_The exercise_
Output everything from the line containing "point: white cleat" down to the last line of the data, both ends included, as a JSON list of strings with one string per line and blank lines left out.

_Input rows_

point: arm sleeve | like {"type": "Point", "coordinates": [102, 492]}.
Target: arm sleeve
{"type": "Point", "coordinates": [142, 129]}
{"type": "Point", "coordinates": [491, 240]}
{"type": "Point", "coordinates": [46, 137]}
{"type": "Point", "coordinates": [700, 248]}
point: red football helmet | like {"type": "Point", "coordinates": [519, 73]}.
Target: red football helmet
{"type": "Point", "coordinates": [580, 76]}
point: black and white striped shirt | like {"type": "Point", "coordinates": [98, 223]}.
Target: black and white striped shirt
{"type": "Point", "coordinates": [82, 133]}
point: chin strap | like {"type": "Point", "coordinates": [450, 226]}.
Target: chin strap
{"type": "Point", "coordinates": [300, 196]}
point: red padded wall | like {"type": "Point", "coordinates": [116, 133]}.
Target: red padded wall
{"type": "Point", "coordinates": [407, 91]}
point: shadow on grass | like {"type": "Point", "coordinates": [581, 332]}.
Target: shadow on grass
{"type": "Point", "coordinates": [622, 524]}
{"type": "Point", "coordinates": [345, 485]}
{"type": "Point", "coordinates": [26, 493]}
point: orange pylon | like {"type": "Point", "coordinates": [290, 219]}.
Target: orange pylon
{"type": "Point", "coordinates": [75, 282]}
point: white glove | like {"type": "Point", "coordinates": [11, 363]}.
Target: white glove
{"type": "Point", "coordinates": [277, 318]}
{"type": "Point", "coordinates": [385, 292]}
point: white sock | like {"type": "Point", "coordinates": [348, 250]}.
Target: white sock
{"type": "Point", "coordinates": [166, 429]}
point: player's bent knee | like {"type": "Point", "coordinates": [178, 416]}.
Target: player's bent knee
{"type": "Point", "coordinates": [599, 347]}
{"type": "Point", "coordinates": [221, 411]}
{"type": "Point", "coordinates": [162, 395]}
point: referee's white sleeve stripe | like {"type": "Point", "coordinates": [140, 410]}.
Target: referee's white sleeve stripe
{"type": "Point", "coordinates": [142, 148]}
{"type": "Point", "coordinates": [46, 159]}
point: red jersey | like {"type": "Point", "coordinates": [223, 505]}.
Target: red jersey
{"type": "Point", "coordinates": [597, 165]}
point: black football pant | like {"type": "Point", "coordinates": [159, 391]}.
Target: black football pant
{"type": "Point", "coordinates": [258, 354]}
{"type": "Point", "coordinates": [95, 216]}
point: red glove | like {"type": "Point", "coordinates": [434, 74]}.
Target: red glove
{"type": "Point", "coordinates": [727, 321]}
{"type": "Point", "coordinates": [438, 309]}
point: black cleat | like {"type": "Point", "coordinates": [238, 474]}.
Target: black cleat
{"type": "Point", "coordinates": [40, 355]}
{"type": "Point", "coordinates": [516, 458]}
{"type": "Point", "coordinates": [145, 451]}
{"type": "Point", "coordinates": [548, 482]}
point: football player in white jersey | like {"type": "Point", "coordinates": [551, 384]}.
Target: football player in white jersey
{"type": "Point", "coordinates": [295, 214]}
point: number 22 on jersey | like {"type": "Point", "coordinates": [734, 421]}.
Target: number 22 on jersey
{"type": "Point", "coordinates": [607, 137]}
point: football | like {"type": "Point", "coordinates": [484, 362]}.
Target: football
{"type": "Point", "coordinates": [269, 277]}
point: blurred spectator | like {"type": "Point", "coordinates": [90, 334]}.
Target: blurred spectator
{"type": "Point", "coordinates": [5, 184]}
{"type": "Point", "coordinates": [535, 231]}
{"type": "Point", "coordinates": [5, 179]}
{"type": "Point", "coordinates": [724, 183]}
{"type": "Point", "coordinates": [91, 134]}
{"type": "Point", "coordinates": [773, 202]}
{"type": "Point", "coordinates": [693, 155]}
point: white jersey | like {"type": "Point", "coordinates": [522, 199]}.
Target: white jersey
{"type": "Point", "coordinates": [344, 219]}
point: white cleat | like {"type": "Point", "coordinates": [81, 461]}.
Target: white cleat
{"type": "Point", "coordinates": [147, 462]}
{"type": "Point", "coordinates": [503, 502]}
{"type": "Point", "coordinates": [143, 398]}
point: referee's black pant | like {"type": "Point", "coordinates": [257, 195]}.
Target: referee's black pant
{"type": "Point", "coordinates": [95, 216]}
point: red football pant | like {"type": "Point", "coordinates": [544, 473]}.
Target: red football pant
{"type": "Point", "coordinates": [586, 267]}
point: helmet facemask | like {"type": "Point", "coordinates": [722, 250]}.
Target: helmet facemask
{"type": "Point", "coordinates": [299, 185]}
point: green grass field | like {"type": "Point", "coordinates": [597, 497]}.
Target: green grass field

_Answer to the exercise_
[
  "point: white cleat | like {\"type\": \"Point\", \"coordinates\": [81, 461]}.",
  "Target: white cleat",
  "{\"type\": \"Point\", \"coordinates\": [147, 462]}",
  "{\"type\": \"Point\", \"coordinates\": [503, 502]}",
  "{\"type\": \"Point\", \"coordinates\": [143, 398]}",
  "point: referee's black pant | like {\"type\": \"Point\", \"coordinates\": [257, 195]}.",
  "Target: referee's black pant",
  "{\"type\": \"Point\", \"coordinates\": [95, 216]}",
  "point: red football pant | like {\"type\": \"Point\", \"coordinates\": [544, 473]}.",
  "Target: red football pant",
  "{\"type\": \"Point\", \"coordinates\": [586, 267]}",
  "point: helmet facemask | like {\"type\": \"Point\", \"coordinates\": [722, 250]}.",
  "Target: helmet facemask",
  "{\"type\": \"Point\", \"coordinates\": [299, 185]}",
  "point: green grass field | like {\"type\": \"Point\", \"coordinates\": [597, 497]}.",
  "Target: green grass field"
]